# [BRIEF]
Please rewrite the rows from the line holding "TARGET = dessert in dish" through the end of the rows, inclusive, with "locate" replaced by "mark" and nothing else changed. Leave the pictures out of your answer.

# [EXCERPTED RECORDS]

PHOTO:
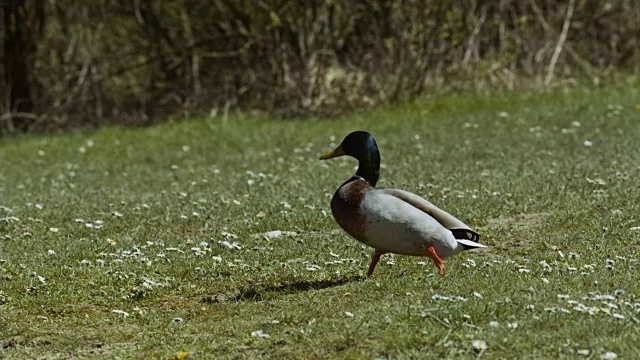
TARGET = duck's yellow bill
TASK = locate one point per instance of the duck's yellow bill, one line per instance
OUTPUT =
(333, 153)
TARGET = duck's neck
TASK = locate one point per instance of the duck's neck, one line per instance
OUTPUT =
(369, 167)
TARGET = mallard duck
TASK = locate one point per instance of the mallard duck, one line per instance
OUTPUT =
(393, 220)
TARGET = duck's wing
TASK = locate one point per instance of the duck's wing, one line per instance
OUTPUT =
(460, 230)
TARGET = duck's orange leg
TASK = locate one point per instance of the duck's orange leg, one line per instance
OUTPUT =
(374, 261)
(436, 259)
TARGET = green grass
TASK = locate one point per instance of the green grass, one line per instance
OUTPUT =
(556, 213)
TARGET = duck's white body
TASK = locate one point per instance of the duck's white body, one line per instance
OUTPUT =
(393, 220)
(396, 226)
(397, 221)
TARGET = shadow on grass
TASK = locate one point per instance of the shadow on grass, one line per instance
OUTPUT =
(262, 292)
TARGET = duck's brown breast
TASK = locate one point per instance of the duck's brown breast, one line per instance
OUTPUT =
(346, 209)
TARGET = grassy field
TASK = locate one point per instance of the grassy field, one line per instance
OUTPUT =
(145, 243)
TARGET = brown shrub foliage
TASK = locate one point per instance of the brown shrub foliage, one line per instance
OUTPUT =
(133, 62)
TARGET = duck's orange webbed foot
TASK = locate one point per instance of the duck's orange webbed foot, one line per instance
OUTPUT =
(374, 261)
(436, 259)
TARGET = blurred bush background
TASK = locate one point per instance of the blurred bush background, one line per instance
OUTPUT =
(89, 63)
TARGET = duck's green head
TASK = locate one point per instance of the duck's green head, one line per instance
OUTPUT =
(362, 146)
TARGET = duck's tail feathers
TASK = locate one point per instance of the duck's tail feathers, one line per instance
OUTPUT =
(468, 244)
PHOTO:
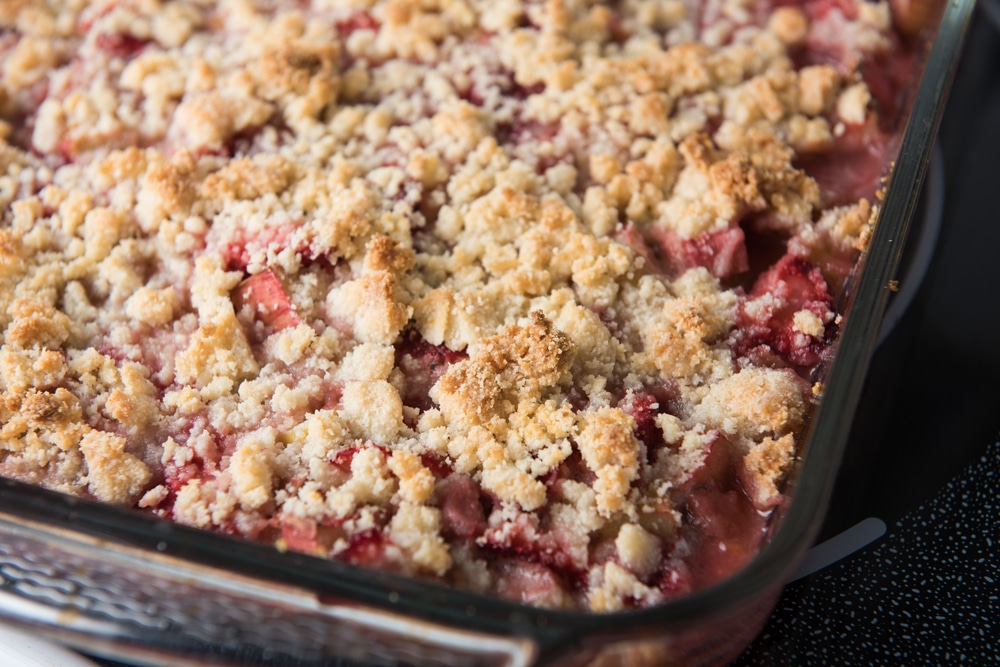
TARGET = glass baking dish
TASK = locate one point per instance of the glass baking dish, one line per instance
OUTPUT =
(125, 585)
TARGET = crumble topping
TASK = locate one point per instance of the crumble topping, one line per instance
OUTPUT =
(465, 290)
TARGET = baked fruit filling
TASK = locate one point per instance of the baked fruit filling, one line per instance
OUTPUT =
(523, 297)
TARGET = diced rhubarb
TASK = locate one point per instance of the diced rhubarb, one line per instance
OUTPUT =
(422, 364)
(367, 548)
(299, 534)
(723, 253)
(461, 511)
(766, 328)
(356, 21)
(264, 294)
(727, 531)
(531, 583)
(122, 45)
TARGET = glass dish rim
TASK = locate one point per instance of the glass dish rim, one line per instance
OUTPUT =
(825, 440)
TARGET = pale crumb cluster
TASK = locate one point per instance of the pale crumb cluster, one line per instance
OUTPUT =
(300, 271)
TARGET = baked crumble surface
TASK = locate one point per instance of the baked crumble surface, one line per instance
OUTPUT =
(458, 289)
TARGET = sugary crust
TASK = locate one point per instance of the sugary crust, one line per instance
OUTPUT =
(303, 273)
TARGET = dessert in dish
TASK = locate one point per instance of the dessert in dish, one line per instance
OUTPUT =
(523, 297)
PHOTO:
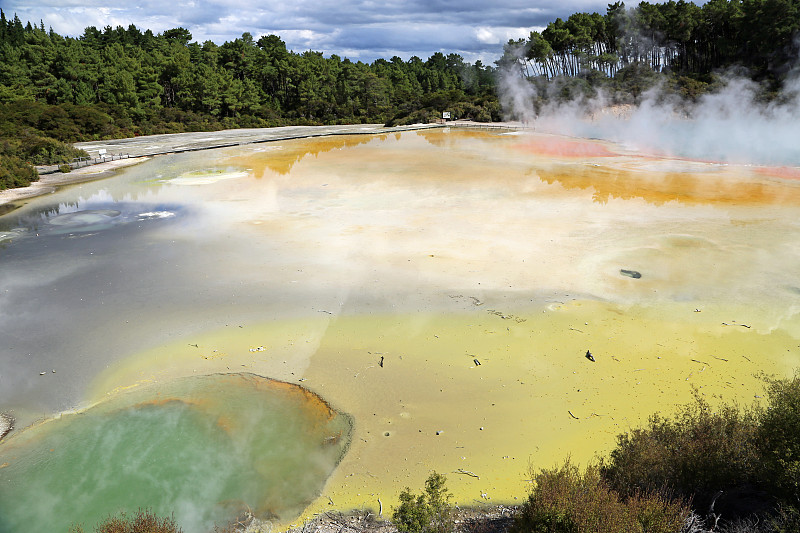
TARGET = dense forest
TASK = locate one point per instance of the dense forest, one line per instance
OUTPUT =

# [RESULT]
TARGET = dessert in dish
TASK = mark one point per instance of the dessert in dish, one line per instance
OUTPUT =
(523, 297)
PHOTO:
TARGET = dense forest
TASK = mark one point per instance of the dense forest, one line per instance
OUTPUT =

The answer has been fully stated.